> Perintah Tugas a
Menurut potongan teks tentang impor beras, berapa persen kenaikan harga gabah kering panen (GKP) yang dicatat Kepala Badan Pangan Nasional?

> Potongan Teks
============

Jumat, 09 Desember 2022 18:00 WIB
Penulis:Egi Caniago
Editor:Egi Caniago
Pemerintah akhirnya memutuskan untuk mengambil kebijakan impor beras. Hal ini dilatarbelakangi oleh ketidakcukupan stok beras yang ada di dalam negeri. Bukan cuma itu, beberapa kementerian dan lembaga tak satu suara terkait data beras ini.
Kementerian Pertanian (Kementan) meyakini bahwa hasil produksi beras di dalam negeri masih sangat mencukupi kebutuhan domestik atau dalam kondisi surplus. Namun, di sisi lain Perum Bulog juga yakin jika data Kementan tak sesuai fakta di lapangan. Kepala Bulog Budi Waseso menyebut timnya hanya menemukan 20 juta ton beras bukan 100.000 ton seperti klaim Kementan.
"Sebenarnya saya maunya terima beras, bukan terima data. Saya cek di lapangan enggak ada," kata Buwas, Jumat, 9 Desember 2022.
Sebelumnya, dalam rapat dengar pada 16 November 2022, Direktur Serealia Ditjen Tanaman Pangan Kementan Moh Ismail Wahab memperkirakan produksi periode Oktober hingga Desember 2022 mencapai 10,24 juta ton gabah kering giling (GKG) atau dapat menjadi beras sebanyak 5 sampai 6 juta ton.
Artinya, pada 2022 diperkirakan beras mengalami surplus mencapai 1,8 juta ton. Namun surplusnya harga beras tak ditunjang dengan murahnya harga. Justru harga beras dan gabah terpantau naik. Hal ini diungkapkan Kepala Badan Pangan Nasional Arief Prasetyo Adi, yang mencatat harga gabah kering panen atau GKP naik sebesar 15,7% dan harga beras medium naik 4,26%.
Bahkan ia merinci total ketersediaan beras nasional per 2 Desember 2022 di angka 515.119 ton, yang mayoritas atau sekitar 514.160 ton berada di BUMN Bulog dan sisanya 959 ton di ID Food.
Adapun dari total ketersediaan beras yang ada di Bulog, stok komersial berada di angka 194.436 ton atau 37,82% dari total stok. Kemudian stok Cadangan Beras Pemerintah (CBP) masih 319.724 ton atau 62,18%.

============

(Contoh pelabelan titik)

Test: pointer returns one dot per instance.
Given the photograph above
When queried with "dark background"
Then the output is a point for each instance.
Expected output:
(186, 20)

============

> Perintah Tugas b
Kembalikan setiap baris catatan yang memuat string "output".

> Jawaban Tertulis a
Harga GKP naik sebesar 15,7%.

> Jawaban Tertulis b
Then the output is a point for each instance.
Expected output:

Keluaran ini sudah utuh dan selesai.